Exercise A >>
Answer these from the text on spelling Baha':
(i) What abjad total does the word Baha' reach?
(ii) What value should kull shay' have?
(iii) Who pointed out that alif and hamza have the same numerical value?
Exercise B >> Reproduce the part of the text on spelling Baha' starting at "As Iskandar Hai" and ending at "is the hamza.".
Exercise C >>
Decide whether each statement agrees with the text on spelling Baha', and quote the words that settle it:
(i) Persian has noun declension.
(ii) In Northwest Africa, kull shay' would have had the value 1061.
(iii) In Persian, Bahá' is spelled with an alif maqsúra.

Page >>
3. SPELLING THE WORD BAHA'

The numerical value of Baha' (bahá') would in either eastern or western Islamic version of abjad total to nine (9), as follows: b= 2, h= 5, á (a with accent in transliteration)= 1, hamza (')= 1 TOTAL: 9

Although Persians do not generally pronounce hamza after final alif (which occurs only in words of Arabic origin), this does not mean that the letter does not exist. The existence of the final hamza is extremely important for Arabic declension, because only with that final short vowel is it possible to distinguish the nominative (bahá'u), accusative (bahá'a) or genitive (bahá'i) forms of the word from one another. This is of utmost importance for the correct vocalizing of an Arabic sentence or phrase with the word Bahá' in it, and may also play a role in correctly comprehending the meaning. Persian has no noun declension, so the elision of the final hamza in words of this pattern (e.g., saná' bahá' shay' ridá' a`dá' qurrá' `ulamá', etc.) does no great harm (except that sometimes it creates homonyms; e.g., bahá = price, bahá' = glory). In neither Persian nor Arabic is Bahá' spelled with an alif maqsúra (this would give bahiyy, as in Bahiyyih Khanum), a dagger alef (which would not change the abjad value, anyway), with two alifs, or any of the other variations which have been proposed, in so far as I am aware (though the Bab has a long tablet with various permutations of the root B-H-Y and he sometimes produced morphologically possible forms which, though theoretically meaningful, had never actually been used by anyone).

Incidentally, the value of kull shay' should be 361 (k= 20, l = 30, doubled or mashdudd consonants are not counted twice, sh = 300, y = 10, hamza = 1). Persians sometimes elide the final hamza when writing this word in Persian (sometimes an extra "y" is also incorrectly added), which could lead to the value of 360, but the Bab was using an Arabic term which should always have the value 361 (except in Northwest Africa, where it would have been 1061).

4. NUMERIC VALUE OF HAMZA AND ALIF ARE THE SAME

As Iskandar Hai pointed out, alif and hamza have the same numerical value. If we stop to consider how the word "abjad" is written and pronounced in Arabic or Persian, this fact should not come as a great surprise. The initial sound in abjad is a short "a." In any language a word beginning with a vowel is proceeded by a glottal stop (quickly pronounce the words "a apple" and you will hear and feel the glottal stop in between them). The letter which marks the glottal stop in Arabic is the hamza.

It is true that the word abjad begins with an alif, but the alif in this case is merely a place-holder for the initial hamza. This is because according to the rules of Arabic orthography, word-initial hamza, the phonetic value of which is a glottal stop followed by a vowel, must be written with an alif. This is true for any word beginning in a short vowel -- a, u, i. In word-initial position a short vowel rests upon a hamza, which in turn rests upon an alif.

Data rows >>
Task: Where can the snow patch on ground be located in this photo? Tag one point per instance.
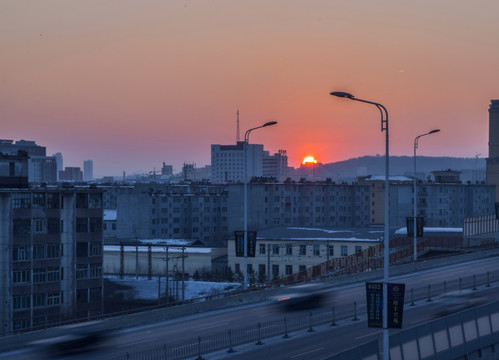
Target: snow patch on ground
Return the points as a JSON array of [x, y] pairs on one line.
[[145, 289]]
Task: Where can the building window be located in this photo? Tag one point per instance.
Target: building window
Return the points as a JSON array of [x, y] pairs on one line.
[[82, 249], [53, 201], [21, 253], [95, 224], [95, 270], [95, 294], [95, 201], [344, 250], [275, 270], [53, 251], [39, 275], [21, 227], [21, 324], [81, 224], [53, 226], [261, 271], [39, 299], [53, 298], [21, 302], [21, 276], [53, 273], [82, 271], [331, 250], [21, 201], [81, 201], [38, 201], [82, 296], [38, 225], [262, 249], [38, 252]]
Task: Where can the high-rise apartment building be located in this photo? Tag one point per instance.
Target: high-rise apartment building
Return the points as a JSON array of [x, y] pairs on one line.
[[51, 250], [88, 170], [275, 166], [41, 168], [71, 174], [493, 159], [227, 162]]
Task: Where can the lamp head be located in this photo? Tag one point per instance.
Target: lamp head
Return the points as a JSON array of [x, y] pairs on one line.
[[342, 94]]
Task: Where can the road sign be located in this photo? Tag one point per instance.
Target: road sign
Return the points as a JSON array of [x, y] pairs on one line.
[[251, 244], [374, 293], [419, 226], [374, 300], [239, 237], [395, 305]]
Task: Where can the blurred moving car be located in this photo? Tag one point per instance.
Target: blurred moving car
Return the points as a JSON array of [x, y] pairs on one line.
[[305, 296], [457, 301], [77, 338]]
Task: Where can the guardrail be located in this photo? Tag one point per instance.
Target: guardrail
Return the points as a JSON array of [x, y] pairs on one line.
[[196, 347], [473, 333]]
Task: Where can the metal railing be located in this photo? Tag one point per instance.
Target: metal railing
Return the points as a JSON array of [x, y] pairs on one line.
[[471, 332], [257, 332]]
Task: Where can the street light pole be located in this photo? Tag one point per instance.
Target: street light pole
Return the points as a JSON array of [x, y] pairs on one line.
[[386, 240], [416, 139], [245, 241]]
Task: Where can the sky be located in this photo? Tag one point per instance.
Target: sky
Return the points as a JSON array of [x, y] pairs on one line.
[[133, 84]]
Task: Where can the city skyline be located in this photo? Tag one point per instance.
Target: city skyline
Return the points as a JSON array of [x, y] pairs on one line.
[[132, 85]]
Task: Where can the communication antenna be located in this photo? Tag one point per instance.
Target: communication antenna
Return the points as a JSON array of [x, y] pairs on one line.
[[238, 138]]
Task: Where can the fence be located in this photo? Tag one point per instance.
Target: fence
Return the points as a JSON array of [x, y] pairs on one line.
[[200, 345], [471, 332], [480, 225]]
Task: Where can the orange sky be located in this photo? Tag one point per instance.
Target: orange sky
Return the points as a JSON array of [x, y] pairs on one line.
[[132, 84]]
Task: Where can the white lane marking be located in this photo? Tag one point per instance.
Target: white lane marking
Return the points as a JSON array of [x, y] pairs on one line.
[[211, 327], [374, 333], [306, 353]]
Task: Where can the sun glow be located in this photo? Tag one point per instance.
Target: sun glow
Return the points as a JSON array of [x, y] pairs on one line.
[[309, 160]]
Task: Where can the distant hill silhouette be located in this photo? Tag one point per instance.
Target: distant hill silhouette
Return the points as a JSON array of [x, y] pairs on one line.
[[400, 165]]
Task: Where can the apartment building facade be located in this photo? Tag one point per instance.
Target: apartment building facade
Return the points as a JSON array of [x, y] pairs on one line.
[[283, 251], [228, 162], [299, 204], [51, 258]]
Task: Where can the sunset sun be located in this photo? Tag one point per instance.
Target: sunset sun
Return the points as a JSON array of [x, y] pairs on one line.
[[309, 160]]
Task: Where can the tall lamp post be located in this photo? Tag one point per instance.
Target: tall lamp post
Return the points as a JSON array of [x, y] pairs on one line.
[[386, 257], [416, 139], [245, 242]]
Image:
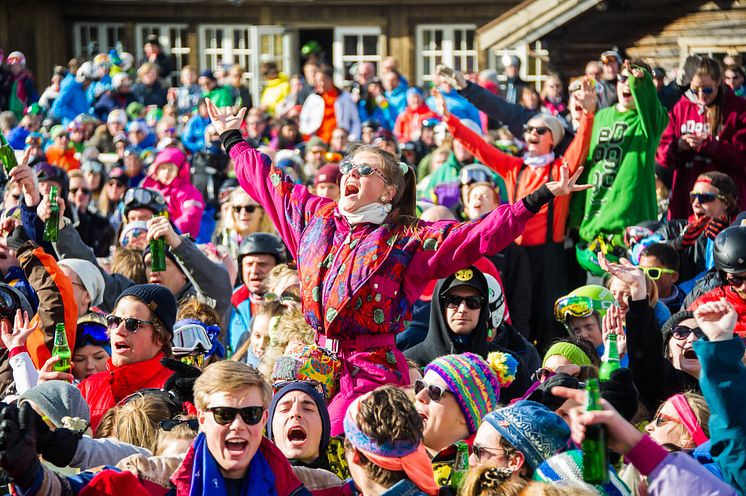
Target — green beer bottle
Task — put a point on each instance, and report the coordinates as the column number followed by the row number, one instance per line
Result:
column 610, row 362
column 461, row 466
column 52, row 225
column 595, row 457
column 7, row 155
column 61, row 349
column 158, row 252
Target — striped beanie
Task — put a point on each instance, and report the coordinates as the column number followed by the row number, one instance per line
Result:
column 472, row 382
column 570, row 351
column 566, row 469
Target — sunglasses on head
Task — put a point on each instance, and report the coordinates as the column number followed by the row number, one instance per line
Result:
column 681, row 332
column 168, row 425
column 345, row 167
column 224, row 415
column 435, row 393
column 472, row 302
column 483, row 451
column 655, row 273
column 707, row 90
column 704, row 197
column 540, row 130
column 736, row 281
column 249, row 208
column 131, row 324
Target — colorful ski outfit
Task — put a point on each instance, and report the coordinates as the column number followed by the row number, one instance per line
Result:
column 358, row 283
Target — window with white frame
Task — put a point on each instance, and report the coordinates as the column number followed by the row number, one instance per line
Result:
column 173, row 39
column 247, row 46
column 534, row 62
column 91, row 38
column 452, row 45
column 354, row 45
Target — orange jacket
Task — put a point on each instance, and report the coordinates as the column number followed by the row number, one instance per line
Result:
column 56, row 301
column 513, row 170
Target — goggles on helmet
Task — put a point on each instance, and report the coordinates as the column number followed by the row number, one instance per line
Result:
column 573, row 306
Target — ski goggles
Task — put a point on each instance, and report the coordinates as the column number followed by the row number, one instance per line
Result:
column 704, row 197
column 655, row 273
column 573, row 306
column 143, row 196
column 190, row 338
column 470, row 176
column 90, row 332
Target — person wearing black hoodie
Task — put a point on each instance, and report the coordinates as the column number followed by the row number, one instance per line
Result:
column 456, row 327
column 298, row 423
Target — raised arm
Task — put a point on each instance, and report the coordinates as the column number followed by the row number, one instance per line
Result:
column 288, row 205
column 461, row 244
column 500, row 162
column 511, row 115
column 653, row 114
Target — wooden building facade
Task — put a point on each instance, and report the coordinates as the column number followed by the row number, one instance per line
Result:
column 548, row 35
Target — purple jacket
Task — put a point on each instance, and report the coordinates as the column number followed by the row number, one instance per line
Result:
column 675, row 473
column 364, row 279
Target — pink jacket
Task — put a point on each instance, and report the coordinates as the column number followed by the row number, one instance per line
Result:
column 364, row 280
column 185, row 203
column 724, row 151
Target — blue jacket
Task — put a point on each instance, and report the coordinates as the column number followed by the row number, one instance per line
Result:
column 194, row 133
column 240, row 321
column 71, row 102
column 458, row 106
column 398, row 98
column 723, row 384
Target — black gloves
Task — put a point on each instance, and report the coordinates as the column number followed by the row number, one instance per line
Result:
column 58, row 446
column 543, row 394
column 181, row 382
column 18, row 444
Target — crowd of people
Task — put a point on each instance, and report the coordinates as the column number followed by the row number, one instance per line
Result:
column 376, row 289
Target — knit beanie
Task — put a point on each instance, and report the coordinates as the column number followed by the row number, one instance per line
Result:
column 567, row 469
column 532, row 429
column 58, row 399
column 317, row 397
column 570, row 351
column 158, row 299
column 473, row 383
column 89, row 275
column 555, row 127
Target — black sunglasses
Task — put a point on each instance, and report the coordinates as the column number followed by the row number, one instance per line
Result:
column 131, row 324
column 168, row 425
column 681, row 332
column 224, row 415
column 249, row 208
column 540, row 130
column 735, row 280
column 434, row 392
column 704, row 197
column 472, row 302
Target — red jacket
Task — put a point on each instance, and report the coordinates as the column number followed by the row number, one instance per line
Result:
column 104, row 390
column 730, row 295
column 724, row 151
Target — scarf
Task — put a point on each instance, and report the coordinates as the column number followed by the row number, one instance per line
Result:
column 207, row 479
column 411, row 458
column 373, row 213
column 538, row 161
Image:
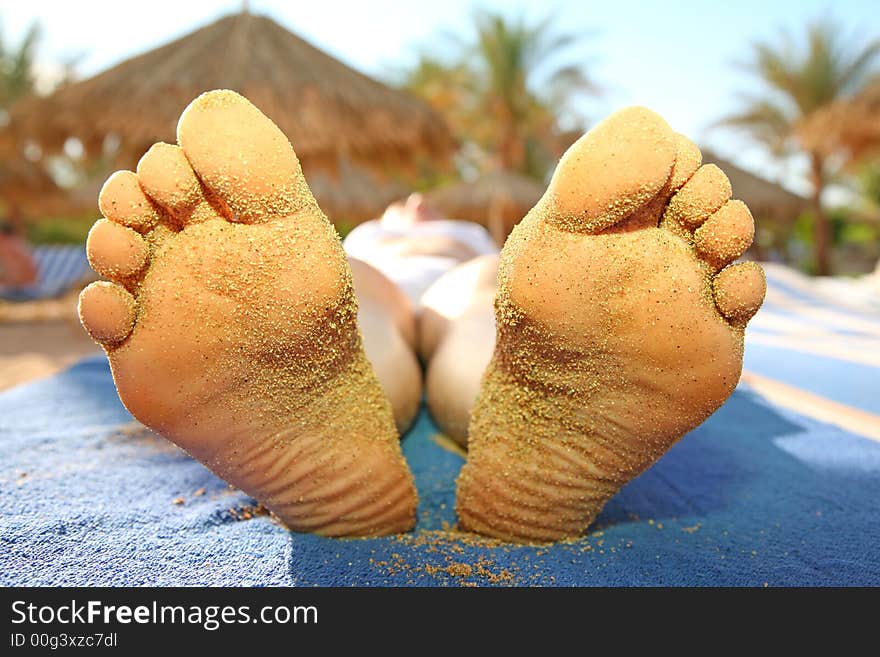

Reply A >>
(i) Nine (9).
(ii) 361.
(iii) Iskandar Hai.

Reply B >>
As Iskandar Hai pointed out, alif and hamza have the same numerical value. If we stop to consider how the word "abjad" is written and pronounced in Arabic or Persian, this fact should not come as a great surprise. The initial sound in abjad is a short "a." In any language a word beginning with a vowel is proceeded by a glottal stop (quickly pronounce the words "a apple" and you will hear and feel the glottal stop in between them). The letter which marks the glottal stop in Arabic is the hamza.

Reply C >>
(i) No: "Persian has no noun declension"
(ii) Yes: "except in Northwest Africa, where it would have been 1061"
(iii) No: "In neither Persian nor Arabic is Bahá' spelled with an alif maqsúra"